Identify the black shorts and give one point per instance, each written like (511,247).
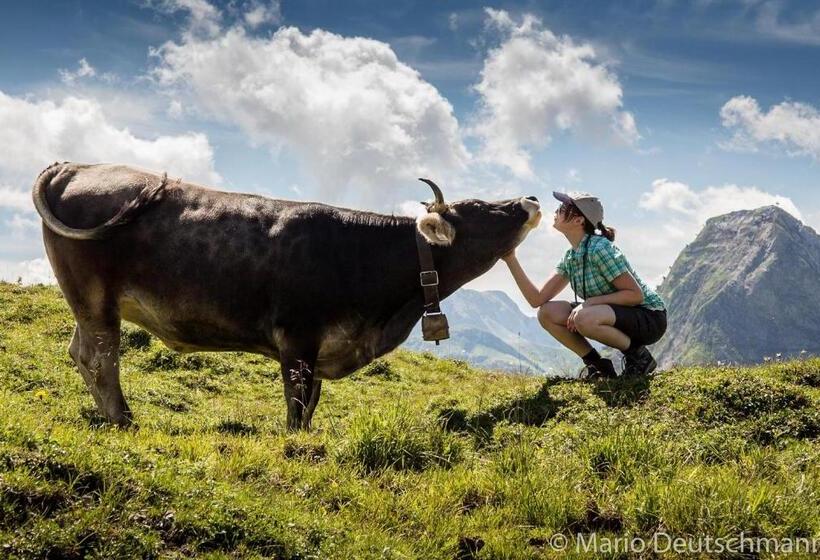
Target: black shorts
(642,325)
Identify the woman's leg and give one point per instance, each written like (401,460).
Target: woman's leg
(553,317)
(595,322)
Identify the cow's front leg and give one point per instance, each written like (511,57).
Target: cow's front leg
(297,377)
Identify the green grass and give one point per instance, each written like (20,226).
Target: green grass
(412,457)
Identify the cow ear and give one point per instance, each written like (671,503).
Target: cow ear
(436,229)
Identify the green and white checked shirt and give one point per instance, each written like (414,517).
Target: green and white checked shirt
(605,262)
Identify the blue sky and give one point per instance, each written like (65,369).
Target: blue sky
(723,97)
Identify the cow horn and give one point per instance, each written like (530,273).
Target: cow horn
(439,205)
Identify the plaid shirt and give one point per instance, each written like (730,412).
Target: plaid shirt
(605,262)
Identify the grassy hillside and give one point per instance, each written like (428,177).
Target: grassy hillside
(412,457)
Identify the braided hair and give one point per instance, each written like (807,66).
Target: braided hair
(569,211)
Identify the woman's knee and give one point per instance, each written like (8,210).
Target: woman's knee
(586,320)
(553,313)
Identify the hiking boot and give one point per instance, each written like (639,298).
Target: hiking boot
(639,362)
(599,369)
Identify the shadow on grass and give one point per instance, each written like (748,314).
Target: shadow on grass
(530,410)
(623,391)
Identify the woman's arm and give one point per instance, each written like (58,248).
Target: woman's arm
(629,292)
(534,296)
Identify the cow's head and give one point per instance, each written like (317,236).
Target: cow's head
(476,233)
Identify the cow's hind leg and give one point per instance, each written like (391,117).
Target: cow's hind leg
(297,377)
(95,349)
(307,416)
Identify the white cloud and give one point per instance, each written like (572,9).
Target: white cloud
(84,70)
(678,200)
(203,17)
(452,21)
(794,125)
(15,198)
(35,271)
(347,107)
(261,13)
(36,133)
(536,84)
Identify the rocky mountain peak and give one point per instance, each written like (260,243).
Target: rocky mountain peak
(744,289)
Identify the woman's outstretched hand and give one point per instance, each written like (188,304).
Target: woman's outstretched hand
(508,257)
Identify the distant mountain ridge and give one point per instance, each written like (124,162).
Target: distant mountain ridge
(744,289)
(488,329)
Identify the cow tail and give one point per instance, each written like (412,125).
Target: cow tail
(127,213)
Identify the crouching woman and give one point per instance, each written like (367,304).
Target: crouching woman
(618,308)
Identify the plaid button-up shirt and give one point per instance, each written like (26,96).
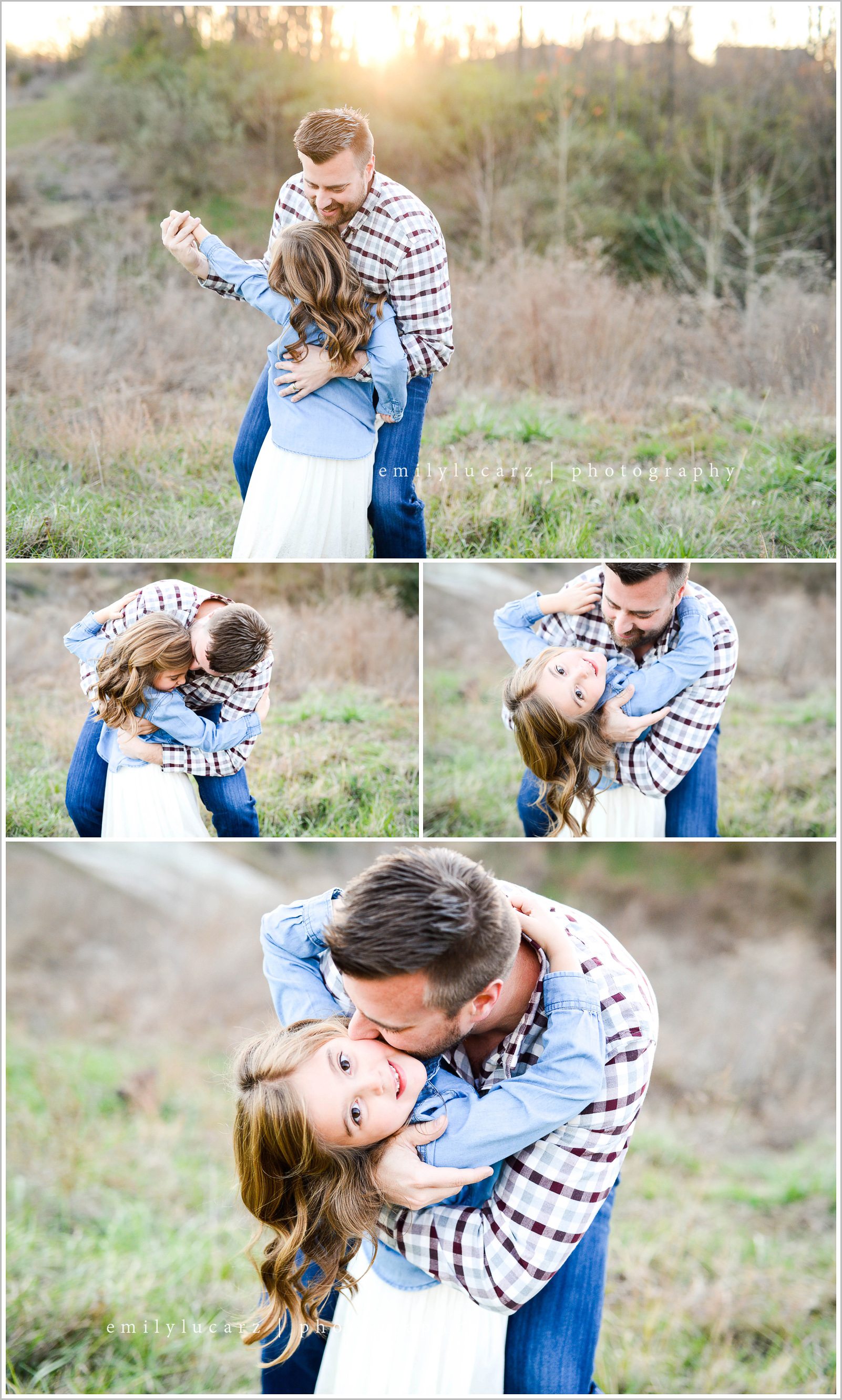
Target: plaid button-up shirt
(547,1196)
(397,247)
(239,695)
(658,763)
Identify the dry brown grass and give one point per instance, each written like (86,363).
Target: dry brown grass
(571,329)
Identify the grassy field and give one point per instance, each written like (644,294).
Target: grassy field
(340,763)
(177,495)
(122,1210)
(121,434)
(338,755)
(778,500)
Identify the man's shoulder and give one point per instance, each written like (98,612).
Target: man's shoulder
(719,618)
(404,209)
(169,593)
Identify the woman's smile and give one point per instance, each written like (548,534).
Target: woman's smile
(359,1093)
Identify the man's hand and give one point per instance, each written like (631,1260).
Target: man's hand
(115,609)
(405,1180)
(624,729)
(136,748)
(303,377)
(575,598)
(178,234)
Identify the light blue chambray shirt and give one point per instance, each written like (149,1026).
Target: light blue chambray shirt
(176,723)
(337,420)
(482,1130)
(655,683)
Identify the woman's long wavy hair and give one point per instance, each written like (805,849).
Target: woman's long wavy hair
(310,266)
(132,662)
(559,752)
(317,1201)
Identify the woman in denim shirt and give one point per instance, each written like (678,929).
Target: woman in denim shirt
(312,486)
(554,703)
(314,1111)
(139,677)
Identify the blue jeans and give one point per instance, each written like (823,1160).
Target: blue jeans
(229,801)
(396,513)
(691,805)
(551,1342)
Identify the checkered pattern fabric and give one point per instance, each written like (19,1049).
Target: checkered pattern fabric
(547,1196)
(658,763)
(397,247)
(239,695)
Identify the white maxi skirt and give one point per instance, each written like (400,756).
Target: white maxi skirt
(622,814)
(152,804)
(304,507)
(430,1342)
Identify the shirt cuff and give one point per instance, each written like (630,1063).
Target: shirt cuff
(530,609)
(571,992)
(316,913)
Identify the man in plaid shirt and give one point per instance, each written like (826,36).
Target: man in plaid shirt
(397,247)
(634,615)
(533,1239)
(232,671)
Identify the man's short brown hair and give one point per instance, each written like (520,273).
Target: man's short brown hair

┄┄┄┄┄┄┄┄┄┄┄┄┄┄┄┄┄┄┄┄

Edit all of the entries above by replacing "instance" with "occurrence" and leaving everything else unchanged. Give back the revised entries without the pictures.

__Worked answer__
Identify the black shorts and give one point per occurrence, each written like (511,247).
Target: black shorts
(642,325)
Identify the woman's leg and give one point per occurrence, each written like (401,460).
Target: woman's leg
(553,317)
(595,322)
Identify the cow's front leg and give one point per occurrence, each written like (511,57).
Target: cow's front leg
(297,377)
Identify the green grass and give one point per occurrence, each written like (20,226).
Target: green grass
(412,457)
Identify the cow ear and give one point per occurrence, each written like (671,503).
Target: cow ear
(436,229)
Identify the green and white checked shirt and give one point per occurrence, each written like (414,517).
Target: green and white checked shirt
(605,262)
Identify the blue sky and give one point per occurrence, each written like (65,369).
Target: blue sky
(723,97)
Identify the cow horn and give one point per occurrence, each written like (530,273).
Target: cow horn
(439,205)
Identify the plaid shirt and give one point per occurrence, each written like (730,412).
Target: plaid shirt
(605,262)
Identify the grassy hillside and give one point per occurrence, each written like (428,177).
Target: grassy hillside
(412,457)
Identify the braided hair and give one point per occurrence, each written like (807,66).
Target: braided hair
(569,211)
Identify the woman's knee and give one point per occurrence, each written like (8,210).
Target: woman's knee
(586,320)
(553,313)
Identify the hiking boot and give one point per occurrence, each written like (639,298).
Target: hiking boot
(639,362)
(599,369)
Identify the shadow on grass and give one point per occurrence, each written like (748,314).
Target: shadow on grass
(530,410)
(623,391)
Identify the woman's arm and give one point per occurrence, each written like (58,248).
Target: woman's arm
(629,292)
(534,296)
Identify the cow's head and give one point per occurrence, each written like (317,236).
Target: cow's head
(476,233)
Identify the cow's hind leg and give one point per occurrence, each written like (391,117).
Target: cow's hind leg
(297,377)
(95,349)
(307,416)
Identify the white cloud and give one point per occurrence, each written like (572,9).
Target: white cloud
(84,70)
(678,200)
(203,17)
(452,21)
(794,125)
(15,198)
(35,271)
(347,107)
(261,13)
(36,133)
(536,84)
Identify the rocky mountain peak and give one point per occurrence, each written like (260,243).
Target: rocky mountain peak
(744,289)
Identify the woman's outstretched hand and give one point per occurrence, each written like (188,304).
Target: woman's outstretched hand
(508,257)
Identify the distant mountain ridge and give one point per occurrence, each written like (124,162).
Target: distant mountain ridge
(744,289)
(488,329)
Identify the cow tail and give one point per occurrence, each written like (412,125).
Target: cow tail
(127,213)
Identify the crouching woman and give one point per occurrence, each written like (367,304).
Target: crouching woman
(618,308)
Identify the plaid button-up shirt and give one point per occurrence, each written like (26,96).
Target: plaid button-up shirt
(547,1196)
(397,247)
(239,695)
(658,763)
Identify the dry brown grass and give one point per occurrence, each written like (86,363).
Target: dry brown grass
(571,329)
Identify the grassy field and give one point per occurrence, each written like (644,294).
Target: grassy field
(340,763)
(177,495)
(122,1210)
(121,434)
(338,755)
(778,500)
Identify the man's shoulder and give one point per occurrence, each written like (98,612).
Target: man's shoulder
(719,618)
(404,209)
(169,593)
Identify the woman's smile and give one point per occurrence, each written like (548,534).
Target: woman's smile
(359,1093)
Identify the man's hand and give one point per occurrence, each written like (631,1260).
Target: man's hand
(115,609)
(405,1180)
(624,729)
(136,748)
(303,377)
(575,598)
(178,234)
Identify the light blue chambray shirt and give one point per occurrence, each written like (149,1026).
Target: light blue chambray shirt
(176,723)
(337,420)
(482,1130)
(655,683)
Identify the woman's long wavy hair and give one point per occurrence, each written like (805,849).
Target: woman's long wavy hair
(310,266)
(132,662)
(559,752)
(317,1201)
Identify the woman in denim shirt and give one point per occurrence, each written like (678,929).
Target: woman in denim shirt
(312,486)
(554,703)
(314,1111)
(139,677)
Identify the blue jeans and give one point per occurrence, each written like (823,1160).
Target: blue jeans
(229,801)
(396,513)
(691,805)
(551,1342)
Identify the checkered pattern fabric and give one point per occurrence, each written like (19,1049).
Target: checkered pattern fabric
(547,1196)
(658,763)
(397,247)
(239,695)
Identify the white maxi skirt and give one point per occurrence, each written like (400,756).
Target: white maxi skirt
(622,814)
(152,804)
(304,507)
(430,1342)
Identify the shirt cuff and give one point per occurrence, each written like (630,1063).
Target: shirt cuff
(530,609)
(571,992)
(316,913)
Identify the man in plaid shirt and give one point per occurrence, each written like (826,36).
Target: man in plaid shirt
(397,247)
(634,615)
(533,1239)
(232,671)
Identify the man's short brown hair and give one point per occurrence, each written like (520,273).
Target: man's short brown hair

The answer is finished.